Work to be completed -> Which lines in the items below contain the word "blazer"? Copy each of them in full.

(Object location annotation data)

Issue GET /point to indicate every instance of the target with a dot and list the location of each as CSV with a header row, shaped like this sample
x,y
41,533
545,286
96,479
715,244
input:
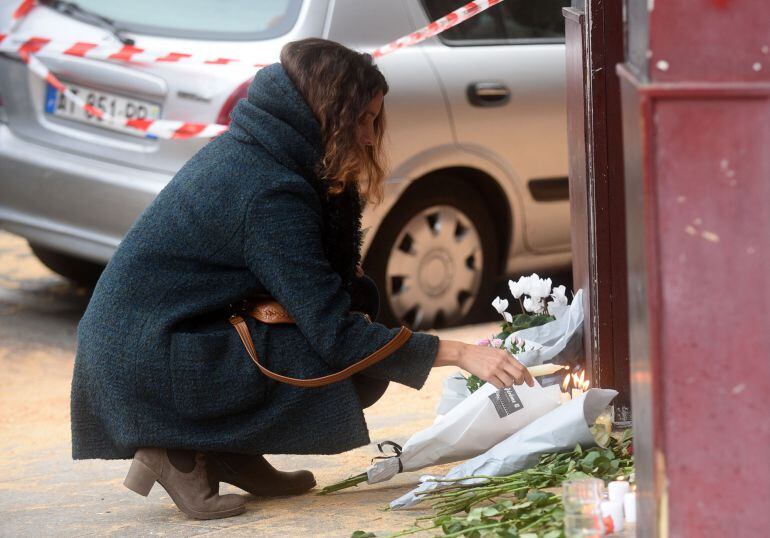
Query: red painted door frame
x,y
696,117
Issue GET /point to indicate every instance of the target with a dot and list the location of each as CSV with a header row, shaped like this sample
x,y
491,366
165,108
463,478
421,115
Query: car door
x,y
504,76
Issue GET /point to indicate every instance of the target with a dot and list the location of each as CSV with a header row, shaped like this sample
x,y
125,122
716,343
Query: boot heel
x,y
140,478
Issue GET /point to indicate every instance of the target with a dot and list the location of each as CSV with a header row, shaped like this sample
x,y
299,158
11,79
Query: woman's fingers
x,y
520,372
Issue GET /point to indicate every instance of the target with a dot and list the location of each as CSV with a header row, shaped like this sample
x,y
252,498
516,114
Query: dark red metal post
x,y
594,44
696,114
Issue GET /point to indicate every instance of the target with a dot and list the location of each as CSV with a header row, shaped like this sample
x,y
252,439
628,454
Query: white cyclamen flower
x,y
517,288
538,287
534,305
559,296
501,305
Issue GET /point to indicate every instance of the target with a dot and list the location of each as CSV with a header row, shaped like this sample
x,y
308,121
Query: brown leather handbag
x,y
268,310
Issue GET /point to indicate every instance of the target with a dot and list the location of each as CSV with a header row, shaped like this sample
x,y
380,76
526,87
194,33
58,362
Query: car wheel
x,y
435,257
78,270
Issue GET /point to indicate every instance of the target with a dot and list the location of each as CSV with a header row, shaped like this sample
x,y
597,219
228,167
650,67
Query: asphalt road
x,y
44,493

==

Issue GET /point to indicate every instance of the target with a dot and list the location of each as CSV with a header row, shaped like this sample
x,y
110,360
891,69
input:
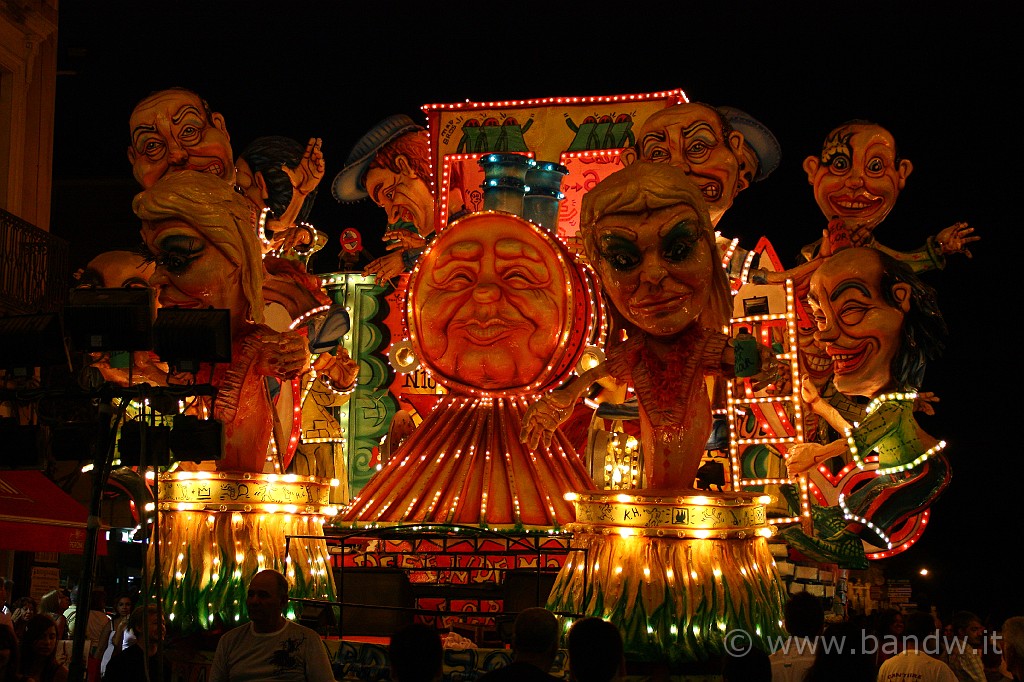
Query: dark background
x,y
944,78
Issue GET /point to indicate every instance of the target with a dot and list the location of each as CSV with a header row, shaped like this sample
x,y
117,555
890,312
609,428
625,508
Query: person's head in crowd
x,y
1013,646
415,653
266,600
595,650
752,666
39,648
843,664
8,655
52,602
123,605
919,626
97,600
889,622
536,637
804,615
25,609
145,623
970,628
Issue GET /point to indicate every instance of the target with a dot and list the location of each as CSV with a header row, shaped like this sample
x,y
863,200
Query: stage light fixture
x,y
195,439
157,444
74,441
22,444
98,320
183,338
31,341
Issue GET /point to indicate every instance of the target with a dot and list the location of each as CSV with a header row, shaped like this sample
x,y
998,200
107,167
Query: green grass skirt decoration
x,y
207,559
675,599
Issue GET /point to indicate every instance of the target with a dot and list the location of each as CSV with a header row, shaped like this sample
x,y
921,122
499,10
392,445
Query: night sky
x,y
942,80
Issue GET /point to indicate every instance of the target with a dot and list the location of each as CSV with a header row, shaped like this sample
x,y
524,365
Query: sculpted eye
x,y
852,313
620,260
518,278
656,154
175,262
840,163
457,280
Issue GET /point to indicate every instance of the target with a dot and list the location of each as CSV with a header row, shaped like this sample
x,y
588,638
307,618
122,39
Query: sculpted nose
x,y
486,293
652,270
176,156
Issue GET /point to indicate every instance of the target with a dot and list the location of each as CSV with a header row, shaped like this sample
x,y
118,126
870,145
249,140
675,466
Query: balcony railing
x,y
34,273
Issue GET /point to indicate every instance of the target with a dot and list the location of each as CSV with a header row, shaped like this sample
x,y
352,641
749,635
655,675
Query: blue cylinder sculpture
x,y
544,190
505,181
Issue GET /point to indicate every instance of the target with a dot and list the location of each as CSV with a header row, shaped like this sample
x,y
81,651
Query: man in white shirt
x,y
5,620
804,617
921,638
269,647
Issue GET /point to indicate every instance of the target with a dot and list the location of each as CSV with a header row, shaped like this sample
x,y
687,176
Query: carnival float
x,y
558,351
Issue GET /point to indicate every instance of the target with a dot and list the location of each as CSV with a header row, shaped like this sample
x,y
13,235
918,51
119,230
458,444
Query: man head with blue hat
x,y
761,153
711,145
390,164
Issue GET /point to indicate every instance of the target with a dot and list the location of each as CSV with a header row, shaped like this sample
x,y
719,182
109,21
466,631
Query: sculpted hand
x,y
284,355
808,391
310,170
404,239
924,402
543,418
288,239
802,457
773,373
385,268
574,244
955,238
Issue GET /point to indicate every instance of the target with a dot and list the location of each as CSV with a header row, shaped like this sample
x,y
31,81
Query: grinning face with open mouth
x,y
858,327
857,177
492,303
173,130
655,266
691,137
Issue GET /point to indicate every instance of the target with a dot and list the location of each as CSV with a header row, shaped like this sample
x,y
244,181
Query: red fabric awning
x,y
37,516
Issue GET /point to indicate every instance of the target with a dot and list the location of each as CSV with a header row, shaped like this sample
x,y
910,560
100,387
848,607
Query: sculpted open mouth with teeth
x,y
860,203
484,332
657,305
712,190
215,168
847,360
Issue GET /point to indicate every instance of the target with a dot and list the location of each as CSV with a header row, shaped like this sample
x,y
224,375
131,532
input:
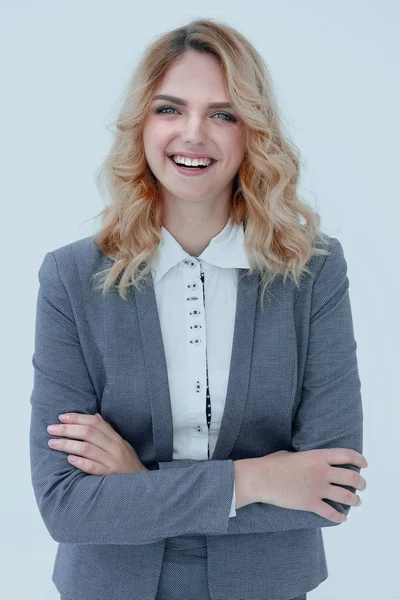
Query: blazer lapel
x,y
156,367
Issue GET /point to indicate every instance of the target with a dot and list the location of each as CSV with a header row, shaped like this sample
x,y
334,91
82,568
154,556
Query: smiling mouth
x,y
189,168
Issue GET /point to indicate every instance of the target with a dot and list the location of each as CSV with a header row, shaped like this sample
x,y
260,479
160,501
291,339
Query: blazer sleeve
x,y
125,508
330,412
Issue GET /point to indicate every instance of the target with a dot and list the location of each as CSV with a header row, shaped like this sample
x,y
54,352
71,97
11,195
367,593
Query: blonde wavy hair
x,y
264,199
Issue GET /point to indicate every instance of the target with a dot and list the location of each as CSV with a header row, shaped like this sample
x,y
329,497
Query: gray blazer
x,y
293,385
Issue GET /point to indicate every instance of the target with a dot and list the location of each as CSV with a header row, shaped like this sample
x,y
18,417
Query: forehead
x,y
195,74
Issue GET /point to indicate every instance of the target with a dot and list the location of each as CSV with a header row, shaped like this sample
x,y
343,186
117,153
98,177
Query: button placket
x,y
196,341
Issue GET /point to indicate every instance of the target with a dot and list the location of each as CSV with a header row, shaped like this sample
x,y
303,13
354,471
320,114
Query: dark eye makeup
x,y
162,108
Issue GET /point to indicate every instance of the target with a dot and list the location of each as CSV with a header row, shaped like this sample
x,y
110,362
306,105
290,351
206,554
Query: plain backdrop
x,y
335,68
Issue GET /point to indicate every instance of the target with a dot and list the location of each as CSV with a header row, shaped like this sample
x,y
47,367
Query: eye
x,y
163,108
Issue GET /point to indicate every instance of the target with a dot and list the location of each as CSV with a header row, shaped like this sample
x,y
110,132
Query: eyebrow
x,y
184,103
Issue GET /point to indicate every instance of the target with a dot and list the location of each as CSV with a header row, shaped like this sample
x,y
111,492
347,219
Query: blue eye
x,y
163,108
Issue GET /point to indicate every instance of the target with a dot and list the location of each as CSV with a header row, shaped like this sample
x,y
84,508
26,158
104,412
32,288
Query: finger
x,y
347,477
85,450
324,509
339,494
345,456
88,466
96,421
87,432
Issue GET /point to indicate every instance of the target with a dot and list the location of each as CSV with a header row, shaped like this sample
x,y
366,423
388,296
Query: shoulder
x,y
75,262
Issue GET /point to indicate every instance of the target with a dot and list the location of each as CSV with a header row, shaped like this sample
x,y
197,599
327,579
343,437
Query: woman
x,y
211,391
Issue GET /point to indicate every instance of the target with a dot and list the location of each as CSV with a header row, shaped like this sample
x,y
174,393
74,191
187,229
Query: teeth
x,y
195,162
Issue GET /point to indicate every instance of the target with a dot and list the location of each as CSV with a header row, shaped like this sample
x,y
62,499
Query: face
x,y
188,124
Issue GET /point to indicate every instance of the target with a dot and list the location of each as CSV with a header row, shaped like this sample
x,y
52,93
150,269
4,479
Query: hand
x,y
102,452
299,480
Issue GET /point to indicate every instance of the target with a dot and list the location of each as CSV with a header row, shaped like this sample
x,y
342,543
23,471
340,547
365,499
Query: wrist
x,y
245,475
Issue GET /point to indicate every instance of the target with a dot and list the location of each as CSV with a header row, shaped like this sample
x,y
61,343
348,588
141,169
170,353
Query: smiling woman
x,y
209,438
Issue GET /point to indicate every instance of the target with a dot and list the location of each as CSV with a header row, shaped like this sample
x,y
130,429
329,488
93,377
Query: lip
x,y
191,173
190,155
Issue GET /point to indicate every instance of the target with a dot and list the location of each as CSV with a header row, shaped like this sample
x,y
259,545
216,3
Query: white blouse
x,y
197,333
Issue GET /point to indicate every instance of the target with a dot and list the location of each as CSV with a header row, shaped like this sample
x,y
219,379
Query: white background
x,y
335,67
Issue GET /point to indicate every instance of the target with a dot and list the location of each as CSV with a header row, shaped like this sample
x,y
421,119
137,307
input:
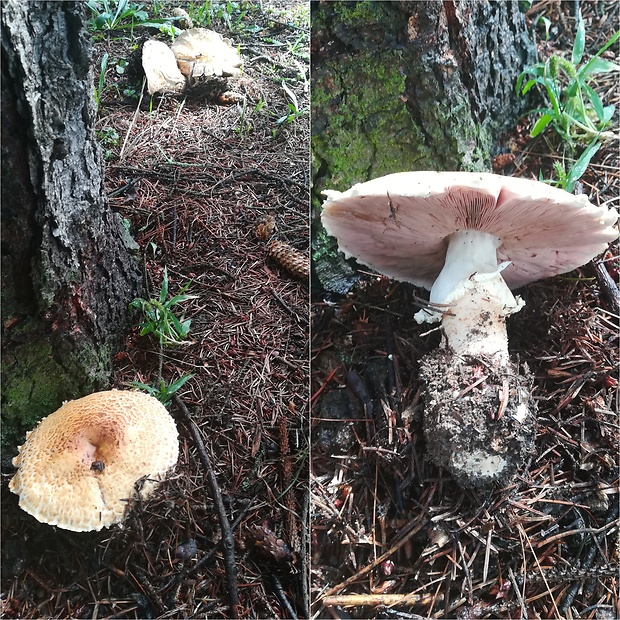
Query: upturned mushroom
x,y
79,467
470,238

Final result ->
Query: blazer lapel
Query: blazer sleeve
Query: gray blazer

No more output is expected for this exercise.